Write out the passage on neuromodulation guidance word for word, between "An international panel" and "(INS) in Berlin.", inclusive.

━━━ Provided passage

International experts formulate guidance for neuromodulation practitioners

An international panel of experts has formulated guidance for neuromodulation practitioners that reflects increasing recognition of the value of this growing field. The inaugural Neuromodulation Appropriateness Consensus Committee (NACC) unites more than 60 leading physicians and medical researchers in articulating patient selection criteria, training recommendations, technique considerations, and therapeutic goals. The guidance was announced at the start of the 11th World Congress of the International Neuromodulation Society (INS) in Berlin.

"Neuromodulation provides pain physicians an established therapeutic alternative to long-term opioid use when treating appropriately selected chronic pain patients," said Dr. Timothy Deer, INS president-elect and director of the Center for Pain Relief in Charleston, W. Va., who spearheaded the initiative. "These 'digital drugs' provide programmable, adjustable, and reversible treatment."

Rather than rely on pills, tablets, or injections, neuromodulation employs advanced medical devices to deliver electrical stimulation or chemical agents to precise locations in the body. Neuromodulation therapies address a range of conditions, controlling chronic pain or the tremor and stiffness of movement disorder, or helping to restore function, such as with the cochlear implant.

━━━━━━
━━━ Information provided

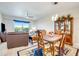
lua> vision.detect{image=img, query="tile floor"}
[0,42,76,56]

━━━━━━

**Result below**
An international panel of experts has formulated guidance for neuromodulation practitioners that reflects increasing recognition of the value of this growing field. The inaugural Neuromodulation Appropriateness Consensus Committee (NACC) unites more than 60 leading physicians and medical researchers in articulating patient selection criteria, training recommendations, technique considerations, and therapeutic goals. The guidance was announced at the start of the 11th World Congress of the International Neuromodulation Society (INS) in Berlin.